Selection:
════
Please take into attention that here I mean exclusively "folder archive" references, not other references or directories, so my proposal will not lead to obstacles of site spidering, but only to traffic diminishing.

+1
Title: Re: Feature request: stop search bots
Post by: rejetto on December 03, 2007, 12:06:08 AM: i'm not sure i understand what's that +1 referring to
Title: Re: Feature request: stop search bots
Post by: Foggy on December 03, 2007, 01:51:16 AM: Quote from: rejetto on December 03, 2007, 12:06:08 AM
i'm not sure i understand what's that +1 referring to

He's agreeing to what CBB said.
Title: Re: Feature request: stop search bots
Post by: rejetto on December 03, 2007, 01:52:15 AM: i asked what's exactly referring to, not the meaning of +1 itself.
Title: Re: Feature request: stop search bots
Post by: MarkV on December 03, 2007, 05:23:38 AM: Quote from: rejetto on December 03, 2007, 01:52:15 AM
i asked what's exactly referring to, not the meaning of +1 itself.

Stopping spiders from following 'folder archive' links and downloading data, thus wasting precious resources. Your 'stop spiders' option would stop them completely.
Title: Re: Feature request: stop search bots
Post by: rejetto on December 03, 2007, 05:35:04 AM: Quote from: MarkV on December 03, 2007, 05:23:38 AM
Quote from: rejetto on December 03, 2007, 01:52:15 AM
i asked what's exactly referring to, not the meaning of +1 itself.

Stopping spiders from following 'folder archive' links and downloading data, thus wasting precious resources. Your 'stop spiders' option would stop them completely.

does anyone know how the robots.txt should be to get this job done?
Title: Re: Feature request: stop search bots
Post by: Foggy on December 03, 2007, 06:14:07 AM: maybe something like /*/~folder.tar under the not allow section?
Title: Re: Feature request: stop search bots
Post by: CBB on December 03, 2007, 11:30:55 AM: Quote from: rejetto on December 03, 2007, 05:35:04 AM
Quote from: MarkV on December 03, 2007, 05:23:38 AM
Quote from: rejetto on December 03, 2007, 01:52:15 AM
i asked what's exactly referring to, not the meaning of +1 itself.

Stopping spiders from following 'folder archive' links and downloading data, thus wasting precious resources. Your 'stop spiders' option would stop them completely.

does anyone know how the robots.txt should be to get this job done?

I meant here to change attributes of references in the default template, not to add robots.txt. It would be usefull to add rel='nofollow" to "folder archive" references, see http://googleblog.blogspot.com/2005/01/preventing-comment-spam.html or http://en.wikipedia.org/wiki/Nofollow .
Title: Re: Feature request: stop search bots
Post by: rejetto on December 03, 2007, 03:35:42 PM: AFAIK nofollow doesn't stop spiders.
stops the rank propagation.
i think it has truly no meaning on folder archives.
Title: Re: Feature request: stop search bots
Post by: day on December 07, 2007, 08:21:00 PM: the stop spiders function doesn't work..
try this http://www.google.com/webmasters/tools/ and you will understand..
════
Records in a dataset:
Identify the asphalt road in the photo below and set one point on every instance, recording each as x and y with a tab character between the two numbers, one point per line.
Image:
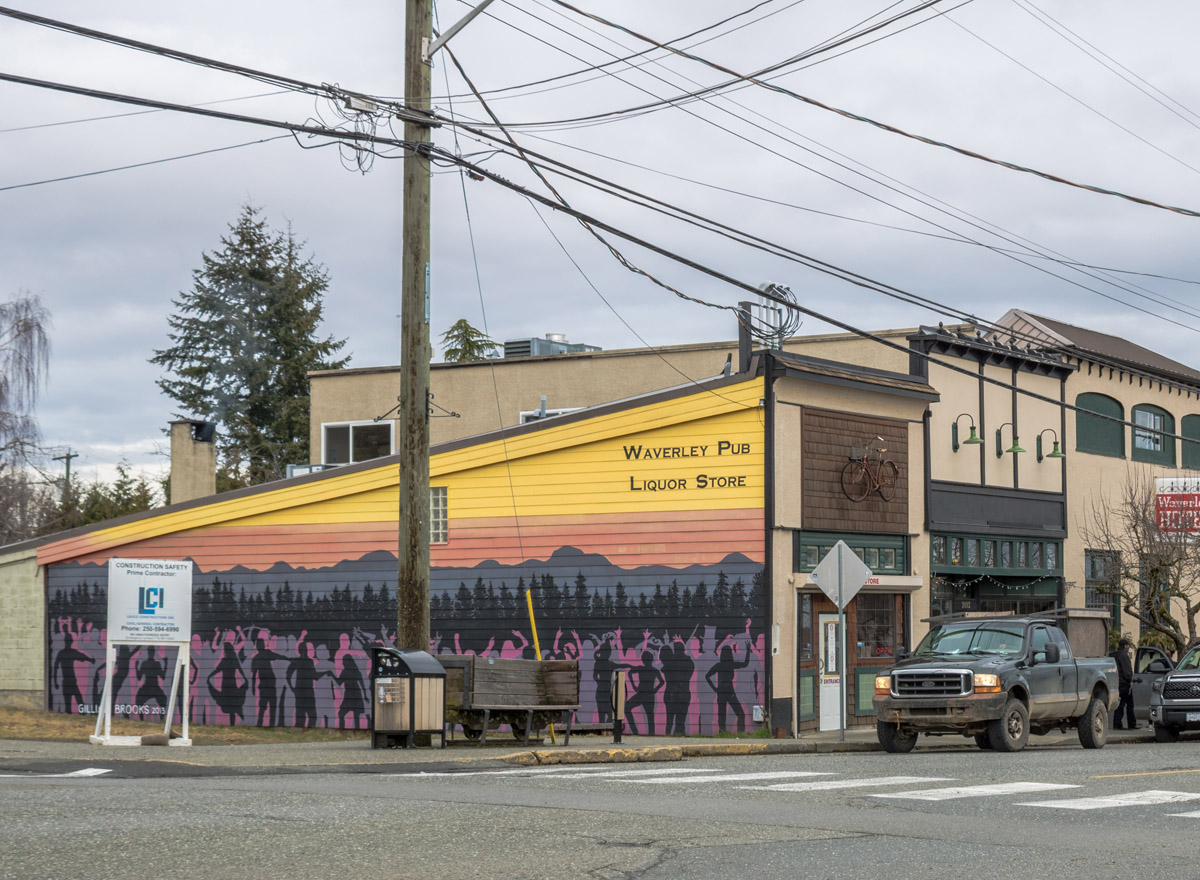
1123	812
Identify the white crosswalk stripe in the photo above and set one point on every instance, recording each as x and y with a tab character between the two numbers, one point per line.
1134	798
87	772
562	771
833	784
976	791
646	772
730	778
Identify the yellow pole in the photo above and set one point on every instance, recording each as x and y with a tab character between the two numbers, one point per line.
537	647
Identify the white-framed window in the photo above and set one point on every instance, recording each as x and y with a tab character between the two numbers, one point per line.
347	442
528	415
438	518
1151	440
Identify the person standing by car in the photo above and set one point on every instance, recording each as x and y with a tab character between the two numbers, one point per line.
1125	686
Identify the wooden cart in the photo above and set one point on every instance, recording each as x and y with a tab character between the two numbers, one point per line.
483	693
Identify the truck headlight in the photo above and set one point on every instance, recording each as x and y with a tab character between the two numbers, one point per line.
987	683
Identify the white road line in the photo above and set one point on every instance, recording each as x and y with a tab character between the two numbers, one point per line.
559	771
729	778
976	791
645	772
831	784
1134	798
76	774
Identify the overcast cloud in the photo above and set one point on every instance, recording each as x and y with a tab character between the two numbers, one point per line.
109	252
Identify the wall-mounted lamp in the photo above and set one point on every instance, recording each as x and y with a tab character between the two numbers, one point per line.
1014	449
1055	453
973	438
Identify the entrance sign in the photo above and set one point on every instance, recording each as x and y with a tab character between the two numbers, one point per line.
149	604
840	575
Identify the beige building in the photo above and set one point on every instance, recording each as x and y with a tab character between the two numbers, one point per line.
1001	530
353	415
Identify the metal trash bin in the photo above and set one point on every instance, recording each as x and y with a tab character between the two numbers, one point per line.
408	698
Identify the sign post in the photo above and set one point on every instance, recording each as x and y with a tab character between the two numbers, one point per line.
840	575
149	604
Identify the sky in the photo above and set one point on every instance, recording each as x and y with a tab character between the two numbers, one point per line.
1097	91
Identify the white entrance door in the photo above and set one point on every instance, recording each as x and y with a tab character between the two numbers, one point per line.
════
Goals:
1. Copy the forum thread from "i think it has" to "function doesn't work..".
2. Summarize the forum thread in two sentences.

Answers in order:
1.
i think it has truly no meaning on folder archives.
Title: Re: Feature request: stop search bots
Post by: day on December 07, 2007, 08:21:00 PM: the stop spiders function doesn't work..

2. CBB proposes changing the default template so that "folder archive" links carry rel="nofollow", which would keep spiders from downloading that data without the need for a robots.txt file. rejetto answers that nofollow only stops rank propagation and not spiders, and a later post states that the stop spiders function doesn't work.